▶ WRITTEN TASK
Could every line of the data be printed exactly as it reads?

- - - -

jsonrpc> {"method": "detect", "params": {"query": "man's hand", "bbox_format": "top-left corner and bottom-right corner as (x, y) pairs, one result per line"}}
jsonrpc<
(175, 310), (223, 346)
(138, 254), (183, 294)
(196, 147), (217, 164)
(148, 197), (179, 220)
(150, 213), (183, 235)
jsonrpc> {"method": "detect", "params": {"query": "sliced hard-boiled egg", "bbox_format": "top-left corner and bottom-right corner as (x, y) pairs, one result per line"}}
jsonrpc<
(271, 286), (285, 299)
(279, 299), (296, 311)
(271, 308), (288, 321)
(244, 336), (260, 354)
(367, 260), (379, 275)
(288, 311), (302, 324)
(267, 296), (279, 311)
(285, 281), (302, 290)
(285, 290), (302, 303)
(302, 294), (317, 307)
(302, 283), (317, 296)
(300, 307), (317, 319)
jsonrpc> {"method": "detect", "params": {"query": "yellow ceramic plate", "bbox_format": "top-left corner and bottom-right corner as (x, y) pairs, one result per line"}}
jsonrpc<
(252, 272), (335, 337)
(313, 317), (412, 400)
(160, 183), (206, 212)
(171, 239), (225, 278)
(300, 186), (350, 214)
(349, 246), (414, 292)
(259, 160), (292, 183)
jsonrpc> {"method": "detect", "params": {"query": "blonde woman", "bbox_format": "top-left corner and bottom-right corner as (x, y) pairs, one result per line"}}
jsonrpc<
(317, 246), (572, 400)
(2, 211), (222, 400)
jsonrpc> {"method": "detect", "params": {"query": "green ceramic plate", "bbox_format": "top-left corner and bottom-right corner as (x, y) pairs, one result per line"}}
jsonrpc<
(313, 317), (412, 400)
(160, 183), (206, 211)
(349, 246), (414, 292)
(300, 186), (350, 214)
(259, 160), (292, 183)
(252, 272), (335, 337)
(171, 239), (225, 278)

- - - -

▶ ANSWER
jsonrpc> {"method": "detect", "params": {"query": "man's hand", "bbox_format": "top-left corner and bottom-right corner as (x, y) pairs, one result per line"}}
jsonrpc<
(175, 310), (223, 346)
(138, 254), (183, 294)
(196, 147), (217, 164)
(148, 197), (179, 220)
(150, 213), (183, 235)
jsonrpc> {"method": "detect", "params": {"query": "sliced hard-boiled egg", "bbox_format": "top-left corner and bottom-right corner as (x, y) pairs, one result per line"}}
jsonrpc<
(271, 286), (285, 299)
(279, 299), (296, 311)
(271, 308), (288, 321)
(244, 336), (260, 354)
(367, 260), (379, 275)
(288, 311), (302, 324)
(267, 296), (279, 311)
(285, 281), (302, 290)
(285, 290), (302, 303)
(302, 294), (317, 307)
(302, 283), (317, 296)
(300, 307), (317, 319)
jsonrpc> {"method": "detect", "params": {"query": "yellow ceramic plate", "bbox_format": "top-left corner and bottom-right corner as (x, y) pairs, one result per line"}}
jsonrpc<
(252, 272), (335, 337)
(313, 317), (412, 400)
(160, 183), (206, 212)
(171, 239), (225, 278)
(300, 186), (350, 214)
(349, 246), (414, 292)
(259, 160), (292, 183)
jsonrpc> {"method": "detect", "params": {"query": "blonde woman", "bbox_format": "top-left corner and bottom-right corner as (x, y) pairs, one result per line"}}
jsonrpc<
(317, 246), (572, 400)
(2, 211), (222, 400)
jsonrpc> {"method": "detect", "params": {"query": "green ceramic plate", "bbox_format": "top-left corner and bottom-right corner as (x, y) pairs, one result per line"}}
jsonrpc<
(313, 317), (412, 400)
(160, 183), (206, 211)
(349, 246), (414, 292)
(300, 186), (350, 214)
(259, 160), (292, 183)
(252, 272), (335, 337)
(171, 239), (225, 278)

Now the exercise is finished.